EXCERPTED TEXT:
● ● ● ● ●
Maryland County Superintendent George A. Prowd applauded citizens for attending the burial of the late Mordecious Nyemah, whose murder he described as worrisome. He assured family of the deceased that justice will be accorded them for the murder of their son.
Superintendent Prowd said the Government of Liberia is committed to protecting lives of citizens and foreign residents, while condemning ritualistic killings across the country. According to him, there have been several death cases since he took office as superintendent, but the case of the late Mordecious Nyemah has drawn attention of both citizens and national government. Superintendent Prowd recalled that in the late 70’s, similar situation occurred in the county that involved former superintendent Allen Yancy and other high profile officials, who were tried, adjudged guilty and hanged.
“When you reflect your minds back to Maryland Gboyo history, you will get to know that most of those people, who were involved into ritualistic killings by then, were mostly government officials. I remember, there was a superintendent in Maryland who was caught for ritualistic killing and was hanged and because of this, many citizens look at us as suspects of these current ritualistic acts that are happening in this county”, Superintendent Prowd lamented. He expressed excitement that suspects have been arrested and placed behind bars, awaiting court trial in connection to the murder of the late Mordecial.
“We are too happy and thankful to God that one of the suspects, Moses, who was the first to be arrested, without medicine, without threats or torture, he’s started calling names of people who are involved into the death of Mordecial”, Prowd added. He continued that in as much the suspects are behind bars, there’s a strong case, and burial of the late Modecious doesn’t in anyway end the case.
The superintendent cautioned citizens to remain law-abiding and assist government in the ongoing hearing rather than staging protests that would disrupt the county and shut down economic activities.
He county authorities, including the Maryland Legislative Caucus have received series of letters from parents and other concerned groups over the release of alleged rioters that are in prison in Zwedru, Grand Gedeh County.
● ● ● ● ●
Extracted data entries:
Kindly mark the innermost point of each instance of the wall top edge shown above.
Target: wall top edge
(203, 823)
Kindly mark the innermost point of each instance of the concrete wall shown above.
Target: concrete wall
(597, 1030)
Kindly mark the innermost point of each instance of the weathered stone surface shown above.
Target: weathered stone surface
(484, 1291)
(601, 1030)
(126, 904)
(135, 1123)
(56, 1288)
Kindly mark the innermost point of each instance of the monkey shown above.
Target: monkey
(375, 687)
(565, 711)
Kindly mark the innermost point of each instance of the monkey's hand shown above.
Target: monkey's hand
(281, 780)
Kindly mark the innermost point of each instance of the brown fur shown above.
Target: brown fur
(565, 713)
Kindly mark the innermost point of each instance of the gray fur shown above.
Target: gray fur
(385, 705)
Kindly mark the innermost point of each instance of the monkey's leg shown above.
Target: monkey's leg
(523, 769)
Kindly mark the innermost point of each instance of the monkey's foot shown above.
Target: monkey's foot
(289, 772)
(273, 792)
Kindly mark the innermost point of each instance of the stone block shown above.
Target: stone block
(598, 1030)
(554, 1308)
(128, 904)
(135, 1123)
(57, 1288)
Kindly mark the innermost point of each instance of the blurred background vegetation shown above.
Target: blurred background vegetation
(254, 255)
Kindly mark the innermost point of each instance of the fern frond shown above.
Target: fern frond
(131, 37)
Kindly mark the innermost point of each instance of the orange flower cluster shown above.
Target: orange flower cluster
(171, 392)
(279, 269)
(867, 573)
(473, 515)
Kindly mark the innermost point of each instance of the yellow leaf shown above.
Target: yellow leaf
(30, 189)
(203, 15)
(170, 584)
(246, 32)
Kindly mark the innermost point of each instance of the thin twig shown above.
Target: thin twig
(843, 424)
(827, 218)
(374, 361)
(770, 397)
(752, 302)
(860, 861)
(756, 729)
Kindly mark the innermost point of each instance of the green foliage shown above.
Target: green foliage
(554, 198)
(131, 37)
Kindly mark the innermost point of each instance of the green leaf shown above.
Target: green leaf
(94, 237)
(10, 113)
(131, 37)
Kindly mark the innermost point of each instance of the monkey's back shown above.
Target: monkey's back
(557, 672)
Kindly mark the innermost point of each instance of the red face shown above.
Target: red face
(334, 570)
● ● ● ● ●
WHAT YOU ARE ASKED TO DO: Reproduce the passage from the excerpt above on the burial of Mordecious Nyemah, starting at "The superintendent cautioned" up to and including "down economic activities.".

TASK ANSWER:
The superintendent cautioned citizens to remain law-abiding and assist government in the ongoing hearing rather than staging protests that would disrupt the county and shut down economic activities.